A scaffold fall in Manhattan triggers New York Labor Law Section 240, which creates statutory liability independent of ordinary negligence. Sakkas, Cahn & Weiss, LLP names scaffold falls and crane accidents specifically on its site rather than the generic label "construction injuries," and that distinction is worth noting at the outset. The firm handles plaintiff-side personal injury across New York, New Jersey, and Connecticut, operating four offices with 95 combined years of attorney experience across the practice group.

Outside evidence first

Sakkas, Cahn & Weiss, LLP advertises over $700 million recovered across its history. That number cannot be checked from a listing, so the third-party record is the more relevant data point. Trustindex aggregations show 86 client ratings at a five-star average on one profile and 81 on a second. Birdeye carries five stars across 54 reviews. The New York office has a Yelp presence. BBB accreditation runs back to 2021. Named partners W. Matthew Sakkas and Adam D. Cahn both appear in Best Lawyers for plaintiff personal injury; three attorneys hold Super Lawyers or Rising Stars designations. Peer recognition and client review volume at that scale pointing in the same direction is unusual enough to reduce, though not eliminate, skepticism about the recovery figure. Those two datasets rarely align this closely by coincidence.

Dataset
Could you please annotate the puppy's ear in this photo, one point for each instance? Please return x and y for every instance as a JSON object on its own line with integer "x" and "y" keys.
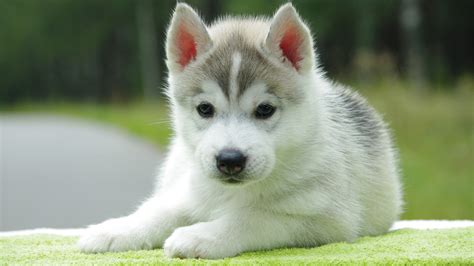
{"x": 187, "y": 38}
{"x": 290, "y": 39}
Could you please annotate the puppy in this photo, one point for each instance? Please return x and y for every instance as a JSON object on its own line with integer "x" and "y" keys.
{"x": 267, "y": 152}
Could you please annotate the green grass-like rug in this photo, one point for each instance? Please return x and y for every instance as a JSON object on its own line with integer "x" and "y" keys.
{"x": 441, "y": 246}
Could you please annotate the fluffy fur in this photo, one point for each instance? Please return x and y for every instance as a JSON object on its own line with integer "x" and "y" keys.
{"x": 321, "y": 169}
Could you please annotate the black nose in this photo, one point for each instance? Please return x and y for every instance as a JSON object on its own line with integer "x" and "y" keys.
{"x": 230, "y": 161}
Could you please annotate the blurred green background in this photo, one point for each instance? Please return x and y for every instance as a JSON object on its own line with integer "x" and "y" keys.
{"x": 413, "y": 59}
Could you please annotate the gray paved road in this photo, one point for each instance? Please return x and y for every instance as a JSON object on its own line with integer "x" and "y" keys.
{"x": 61, "y": 172}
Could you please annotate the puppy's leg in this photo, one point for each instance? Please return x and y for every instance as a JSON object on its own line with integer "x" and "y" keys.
{"x": 147, "y": 228}
{"x": 236, "y": 233}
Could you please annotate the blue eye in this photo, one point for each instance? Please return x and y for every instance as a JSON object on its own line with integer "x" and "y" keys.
{"x": 264, "y": 111}
{"x": 205, "y": 110}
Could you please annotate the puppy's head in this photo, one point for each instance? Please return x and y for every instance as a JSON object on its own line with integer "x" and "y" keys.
{"x": 238, "y": 89}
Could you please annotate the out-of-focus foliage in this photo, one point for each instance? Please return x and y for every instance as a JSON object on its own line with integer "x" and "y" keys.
{"x": 88, "y": 49}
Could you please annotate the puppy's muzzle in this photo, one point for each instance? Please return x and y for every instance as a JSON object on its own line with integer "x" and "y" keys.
{"x": 230, "y": 161}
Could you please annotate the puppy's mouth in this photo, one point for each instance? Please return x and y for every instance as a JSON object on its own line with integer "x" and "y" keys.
{"x": 232, "y": 180}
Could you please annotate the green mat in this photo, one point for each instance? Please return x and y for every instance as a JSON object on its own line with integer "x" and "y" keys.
{"x": 443, "y": 246}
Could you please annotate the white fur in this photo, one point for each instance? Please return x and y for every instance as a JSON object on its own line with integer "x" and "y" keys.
{"x": 308, "y": 181}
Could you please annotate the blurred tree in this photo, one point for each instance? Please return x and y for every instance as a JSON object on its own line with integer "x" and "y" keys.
{"x": 410, "y": 23}
{"x": 112, "y": 50}
{"x": 149, "y": 53}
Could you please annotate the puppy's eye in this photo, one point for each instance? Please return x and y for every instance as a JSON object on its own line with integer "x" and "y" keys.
{"x": 205, "y": 110}
{"x": 264, "y": 111}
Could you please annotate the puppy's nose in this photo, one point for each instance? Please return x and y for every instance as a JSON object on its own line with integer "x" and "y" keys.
{"x": 230, "y": 161}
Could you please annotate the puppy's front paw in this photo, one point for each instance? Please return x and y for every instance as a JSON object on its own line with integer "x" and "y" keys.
{"x": 113, "y": 235}
{"x": 197, "y": 242}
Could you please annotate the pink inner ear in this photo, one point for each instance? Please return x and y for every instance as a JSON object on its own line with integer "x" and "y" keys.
{"x": 289, "y": 45}
{"x": 186, "y": 46}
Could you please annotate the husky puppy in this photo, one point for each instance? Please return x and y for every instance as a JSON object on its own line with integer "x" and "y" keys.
{"x": 267, "y": 152}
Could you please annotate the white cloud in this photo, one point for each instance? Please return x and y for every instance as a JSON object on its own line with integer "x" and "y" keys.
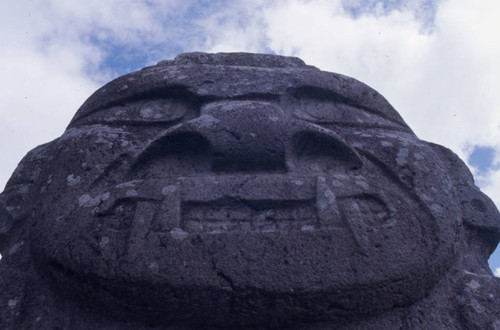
{"x": 443, "y": 79}
{"x": 49, "y": 63}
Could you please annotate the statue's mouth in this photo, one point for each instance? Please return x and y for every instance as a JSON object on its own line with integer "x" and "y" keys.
{"x": 253, "y": 203}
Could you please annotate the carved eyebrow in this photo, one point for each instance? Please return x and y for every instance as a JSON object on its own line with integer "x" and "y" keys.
{"x": 178, "y": 92}
{"x": 321, "y": 94}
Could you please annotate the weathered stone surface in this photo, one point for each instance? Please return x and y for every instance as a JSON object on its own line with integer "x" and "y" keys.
{"x": 244, "y": 190}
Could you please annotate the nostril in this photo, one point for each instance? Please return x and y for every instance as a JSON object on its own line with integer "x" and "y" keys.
{"x": 262, "y": 160}
{"x": 317, "y": 152}
{"x": 181, "y": 153}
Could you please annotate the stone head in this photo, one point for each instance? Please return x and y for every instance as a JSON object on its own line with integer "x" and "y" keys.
{"x": 245, "y": 187}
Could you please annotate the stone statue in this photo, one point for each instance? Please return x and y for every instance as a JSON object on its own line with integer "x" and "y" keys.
{"x": 244, "y": 191}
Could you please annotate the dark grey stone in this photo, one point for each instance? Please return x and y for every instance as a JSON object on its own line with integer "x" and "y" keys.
{"x": 244, "y": 191}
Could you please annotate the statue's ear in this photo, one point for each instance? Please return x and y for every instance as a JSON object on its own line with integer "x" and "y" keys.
{"x": 16, "y": 200}
{"x": 478, "y": 210}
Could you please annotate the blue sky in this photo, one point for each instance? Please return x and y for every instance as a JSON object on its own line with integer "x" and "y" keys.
{"x": 436, "y": 61}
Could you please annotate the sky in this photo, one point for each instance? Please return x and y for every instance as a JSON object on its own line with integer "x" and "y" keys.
{"x": 436, "y": 61}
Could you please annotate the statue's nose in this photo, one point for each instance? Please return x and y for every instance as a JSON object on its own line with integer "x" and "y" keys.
{"x": 247, "y": 136}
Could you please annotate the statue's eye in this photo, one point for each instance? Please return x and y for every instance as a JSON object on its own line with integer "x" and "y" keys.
{"x": 324, "y": 107}
{"x": 159, "y": 111}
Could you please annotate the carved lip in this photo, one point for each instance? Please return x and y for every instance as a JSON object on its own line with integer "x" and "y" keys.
{"x": 256, "y": 203}
{"x": 264, "y": 203}
{"x": 276, "y": 203}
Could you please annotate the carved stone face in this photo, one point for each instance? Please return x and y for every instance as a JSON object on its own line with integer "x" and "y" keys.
{"x": 200, "y": 182}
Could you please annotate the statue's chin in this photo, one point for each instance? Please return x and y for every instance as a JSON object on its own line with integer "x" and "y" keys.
{"x": 219, "y": 272}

Task list
A - Render the rows, starting at the one that contains "Could you please annotate the statue's nose" and ending with the last row, as a two-column CSV with the headers label_request and coordinates. Use one line per request, with its text and its answer each in a single quoted field and line breaks replaced by spaces.
B - Write the next part of the law firm review, picking up after its final sentence.

Task results
A -
label_request,coordinates
"Could you please annotate the statue's nose in this photo, one point for each instance? Please return x and y for every instance as a JSON object on its own line with integer ""x"" and ""y"" keys.","{""x"": 247, ""y"": 136}"
"Could you please annotate the statue's eye in this photo, one point for each instance? Please return x and y for every instance as a JSON object on its own line with integer ""x"" and ""y"" keys.","{""x"": 324, ""y"": 107} {""x"": 159, ""y"": 111}"
"Could you please annotate the carved lip in this photo, one point for each instance? Please return x and y for every instance as a JSON object on its own line with integer ""x"" and ""y"" keys.","{""x"": 256, ""y"": 203} {""x"": 264, ""y"": 203} {""x"": 276, ""y"": 203}"
"Could you please annotate the carved stone face in this photo, one point for each instance? Please return x and y for every instance as a JSON object on its own line with integer ""x"" and ""y"" keys.","{""x"": 200, ""y"": 182}"
"Could you please annotate the statue's chin in this photo, one point for each instance? Please return x and y for every instance as a JSON object on its own line with integer ""x"" and ""y"" keys.","{""x"": 219, ""y"": 272}"

B -
Practice scope

The case map at Sakkas, Cahn & Weiss, LLP is wide. Auto accidents are divided by vehicle type: cars, trucks, motorcycles, bicycles, pedestrians, rideshare collisions, drunk-driving crashes. Premises liability runs from slip-and-fall and sidewalk accidents to inadequate security cases; inadequate security claims rest on a foreseeability theory, a different build from a simple floor hazard. Construction and workplace injuries include crane accidents beyond the more common scaffold line. In New York, Labor Law statutory claims regularly produce larger recoveries than common-law negligence alone, so the firm's specificity about mechanism has practical value.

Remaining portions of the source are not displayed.